● Problem statement: Copy out the lines of the listing below, starting at the line containing "Does any yellow flower" and ending at the line containing "[221,502,250,553]", exactly as they appear.

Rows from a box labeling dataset
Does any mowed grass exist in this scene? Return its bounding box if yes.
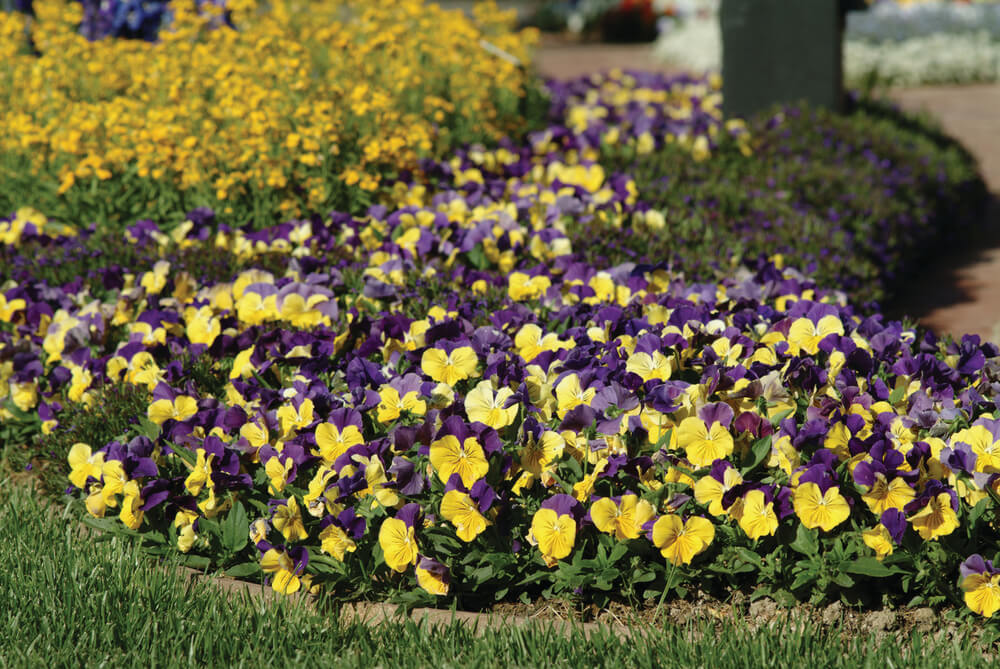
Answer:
[0,480,987,669]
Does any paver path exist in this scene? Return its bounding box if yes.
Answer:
[536,40,1000,343]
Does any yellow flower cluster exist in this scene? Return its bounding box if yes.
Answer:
[0,0,533,216]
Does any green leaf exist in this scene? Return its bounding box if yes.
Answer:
[135,416,162,439]
[467,244,490,269]
[788,525,819,557]
[608,543,628,564]
[736,547,762,567]
[740,435,771,475]
[221,502,250,553]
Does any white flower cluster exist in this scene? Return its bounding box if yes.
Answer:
[844,30,1000,86]
[656,2,1000,86]
[846,2,1000,42]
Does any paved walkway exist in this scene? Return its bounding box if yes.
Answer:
[536,39,1000,343]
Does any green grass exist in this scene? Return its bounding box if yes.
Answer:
[0,480,996,669]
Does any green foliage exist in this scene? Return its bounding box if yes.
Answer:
[596,95,986,302]
[29,384,149,495]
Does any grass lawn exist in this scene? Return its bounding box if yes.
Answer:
[0,480,984,669]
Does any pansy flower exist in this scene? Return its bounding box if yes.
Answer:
[792,481,851,532]
[416,556,451,595]
[146,383,198,425]
[319,509,365,562]
[465,379,518,430]
[312,409,364,464]
[528,494,582,567]
[271,495,309,542]
[430,417,490,488]
[420,346,479,386]
[694,460,743,516]
[67,442,104,489]
[649,513,715,566]
[260,546,309,595]
[378,503,420,572]
[677,402,735,467]
[736,488,779,541]
[590,493,656,541]
[441,473,496,542]
[904,481,958,541]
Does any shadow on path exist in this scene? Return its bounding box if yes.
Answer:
[883,195,1000,341]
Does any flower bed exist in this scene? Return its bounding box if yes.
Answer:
[584,96,986,304]
[657,1,1000,86]
[0,0,548,227]
[0,74,1000,615]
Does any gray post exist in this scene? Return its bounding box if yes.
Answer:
[719,0,849,117]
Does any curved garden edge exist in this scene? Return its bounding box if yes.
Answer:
[177,567,986,641]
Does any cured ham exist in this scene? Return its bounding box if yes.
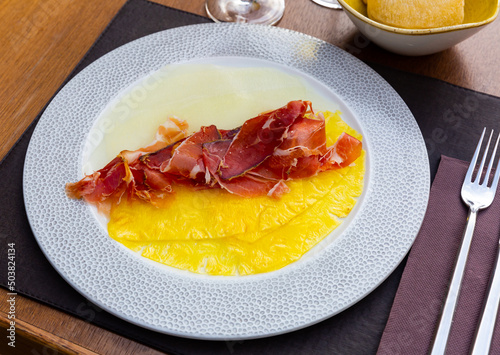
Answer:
[66,100,362,205]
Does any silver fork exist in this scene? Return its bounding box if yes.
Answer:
[431,128,500,355]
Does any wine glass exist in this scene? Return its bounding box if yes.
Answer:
[312,0,342,10]
[205,0,285,25]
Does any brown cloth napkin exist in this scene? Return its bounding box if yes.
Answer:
[377,156,500,355]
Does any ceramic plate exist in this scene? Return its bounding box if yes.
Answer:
[24,24,430,340]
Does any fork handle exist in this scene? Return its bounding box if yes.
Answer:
[471,239,500,355]
[430,208,478,355]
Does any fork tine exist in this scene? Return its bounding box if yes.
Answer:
[483,130,500,186]
[474,130,493,184]
[464,127,486,184]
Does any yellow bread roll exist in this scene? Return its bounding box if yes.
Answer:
[366,0,464,28]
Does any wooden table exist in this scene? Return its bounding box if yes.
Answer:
[0,0,500,354]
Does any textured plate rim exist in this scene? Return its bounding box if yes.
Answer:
[23,24,430,340]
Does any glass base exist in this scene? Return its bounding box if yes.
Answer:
[205,0,285,25]
[312,0,342,10]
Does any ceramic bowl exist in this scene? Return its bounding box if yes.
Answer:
[338,0,499,56]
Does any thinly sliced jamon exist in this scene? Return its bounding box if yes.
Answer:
[160,125,221,183]
[66,101,362,206]
[219,101,310,180]
[203,139,289,197]
[321,132,363,170]
[66,156,130,203]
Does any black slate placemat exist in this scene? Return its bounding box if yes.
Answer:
[0,0,500,355]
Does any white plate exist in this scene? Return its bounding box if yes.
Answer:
[24,24,430,340]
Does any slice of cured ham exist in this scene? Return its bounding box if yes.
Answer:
[66,101,362,205]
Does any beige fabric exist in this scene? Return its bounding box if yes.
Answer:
[366,0,464,28]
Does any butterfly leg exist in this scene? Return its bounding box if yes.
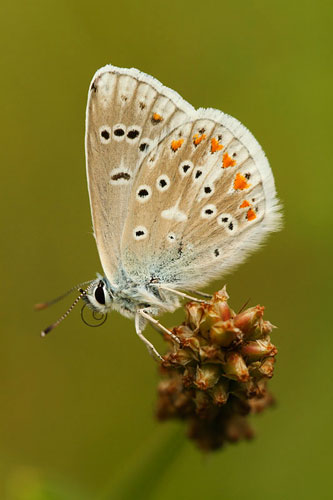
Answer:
[135,311,163,361]
[158,285,207,304]
[139,309,180,344]
[183,288,213,299]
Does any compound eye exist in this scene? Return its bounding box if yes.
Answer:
[94,285,105,305]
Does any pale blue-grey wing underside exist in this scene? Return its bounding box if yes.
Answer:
[86,65,195,282]
[121,109,280,288]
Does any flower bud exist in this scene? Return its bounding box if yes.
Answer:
[194,364,221,391]
[223,352,250,382]
[241,340,277,361]
[211,378,229,406]
[234,306,265,334]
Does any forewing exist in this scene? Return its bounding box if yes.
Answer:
[86,65,194,282]
[122,109,280,288]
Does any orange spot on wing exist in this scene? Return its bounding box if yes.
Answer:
[210,137,224,153]
[171,139,184,151]
[223,153,236,168]
[234,174,251,190]
[153,113,163,122]
[193,134,206,146]
[246,208,257,220]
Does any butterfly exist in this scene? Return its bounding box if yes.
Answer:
[40,65,280,359]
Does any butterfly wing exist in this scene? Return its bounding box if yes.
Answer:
[86,65,194,282]
[122,109,280,288]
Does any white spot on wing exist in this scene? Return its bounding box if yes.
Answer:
[179,160,193,177]
[161,199,187,222]
[200,204,217,219]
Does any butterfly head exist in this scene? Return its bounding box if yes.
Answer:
[83,278,113,314]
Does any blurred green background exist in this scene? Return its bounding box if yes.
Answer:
[0,0,333,500]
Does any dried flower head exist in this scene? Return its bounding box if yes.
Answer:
[157,288,277,450]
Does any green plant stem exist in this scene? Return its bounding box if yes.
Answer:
[100,427,186,500]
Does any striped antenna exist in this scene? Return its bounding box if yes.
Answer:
[34,280,93,311]
[40,284,91,337]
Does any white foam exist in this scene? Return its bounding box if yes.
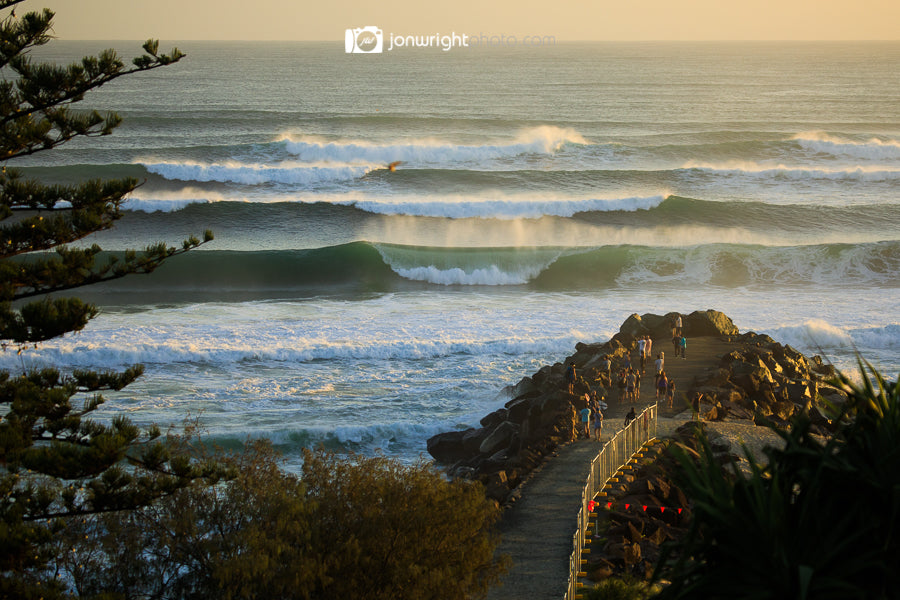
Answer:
[278,126,589,165]
[140,161,374,185]
[347,193,668,219]
[791,131,900,160]
[681,161,900,182]
[391,265,541,285]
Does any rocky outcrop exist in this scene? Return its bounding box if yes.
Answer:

● Reply to the task:
Does any yellow flower cluster exist in this scene? Return its bounding box if yes.
Answer:
[0,0,533,216]
Does any green leaf exist in this scene? Return its bounding box if yes.
Answer:
[135,416,162,439]
[467,244,490,269]
[788,525,819,557]
[608,543,628,564]
[736,547,762,567]
[740,435,771,475]
[221,502,250,553]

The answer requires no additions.